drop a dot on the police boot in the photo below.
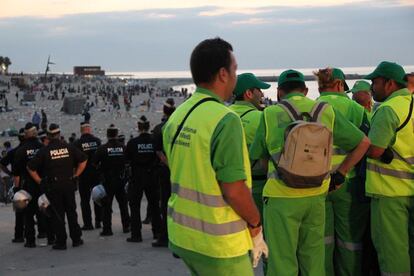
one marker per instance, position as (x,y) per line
(137,238)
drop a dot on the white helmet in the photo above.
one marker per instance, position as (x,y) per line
(43,202)
(10,193)
(21,199)
(98,193)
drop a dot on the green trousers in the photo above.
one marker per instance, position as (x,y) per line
(294,230)
(392,227)
(200,265)
(347,221)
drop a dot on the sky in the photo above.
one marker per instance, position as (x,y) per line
(159,35)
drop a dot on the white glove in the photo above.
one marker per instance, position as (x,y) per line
(259,248)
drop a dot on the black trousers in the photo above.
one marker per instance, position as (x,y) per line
(18,224)
(165,191)
(62,202)
(144,181)
(114,187)
(85,188)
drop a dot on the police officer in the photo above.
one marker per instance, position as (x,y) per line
(142,157)
(61,165)
(110,160)
(23,180)
(9,160)
(249,96)
(89,178)
(163,173)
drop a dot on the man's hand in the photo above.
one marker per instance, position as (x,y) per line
(337,179)
(259,247)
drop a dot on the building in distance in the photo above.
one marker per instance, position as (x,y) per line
(88,71)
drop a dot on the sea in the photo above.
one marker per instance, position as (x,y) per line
(270,93)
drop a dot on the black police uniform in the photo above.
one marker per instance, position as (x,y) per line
(88,179)
(142,157)
(163,173)
(19,217)
(57,161)
(22,156)
(110,160)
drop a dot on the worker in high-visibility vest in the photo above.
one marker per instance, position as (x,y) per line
(212,219)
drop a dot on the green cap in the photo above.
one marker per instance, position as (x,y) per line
(290,75)
(338,74)
(389,70)
(360,86)
(248,81)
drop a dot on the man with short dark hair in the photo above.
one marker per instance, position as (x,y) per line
(60,165)
(248,104)
(23,181)
(390,170)
(212,217)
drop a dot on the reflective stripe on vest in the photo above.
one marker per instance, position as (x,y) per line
(193,195)
(381,170)
(209,228)
(199,219)
(395,274)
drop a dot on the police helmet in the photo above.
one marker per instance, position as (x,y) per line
(21,199)
(98,194)
(43,202)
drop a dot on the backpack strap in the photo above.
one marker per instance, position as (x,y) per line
(241,116)
(180,126)
(317,110)
(408,117)
(293,113)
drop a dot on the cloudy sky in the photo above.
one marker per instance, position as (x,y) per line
(158,35)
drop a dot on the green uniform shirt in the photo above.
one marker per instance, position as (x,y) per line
(345,134)
(226,146)
(384,123)
(250,119)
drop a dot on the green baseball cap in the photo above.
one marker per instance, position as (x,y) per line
(338,74)
(290,75)
(389,70)
(248,81)
(360,86)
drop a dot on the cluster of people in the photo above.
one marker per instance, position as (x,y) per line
(319,187)
(47,171)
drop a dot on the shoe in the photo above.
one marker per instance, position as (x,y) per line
(160,243)
(17,240)
(77,243)
(59,246)
(106,233)
(87,227)
(134,239)
(30,244)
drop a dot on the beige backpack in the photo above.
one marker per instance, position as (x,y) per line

Exercise task → Shift every coordinate in the records by adding 64 to each of its numbers, and write out again all lines from the one containing "drop a dot on the backpack" through the end of the records, inclusive, with the request lines left unchanged.

Task output →
drop a dot on the backpack strap in the photo above.
one marker per instance, position as (x,y) per line
(305,180)
(244,190)
(381,174)
(472,181)
(357,177)
drop a dot on the cloudy sky in the photo above.
one marker per instance, position as (x,y) per line
(222,99)
drop a dot on the green uniform shirt in the photo above.
one marker per instance, position as (x,y) per line
(409,198)
(290,210)
(448,187)
(314,183)
drop a dot on the green baseball cap in the photo above.
one marker per instance, position as (x,y) per line
(402,138)
(354,139)
(453,134)
(312,145)
(424,150)
drop a dot on the cluster of people in the photo above.
one marker per instance, position as (x,y) per line
(383,251)
(111,235)
drop a dot on the shoe in the photo above.
one marker per instance, position as (x,y) per line
(224,307)
(81,304)
(141,307)
(123,310)
(170,297)
(151,291)
(198,303)
(94,308)
drop a dot on the beige backpack in the photo above.
one marker per instance, position as (x,y) per line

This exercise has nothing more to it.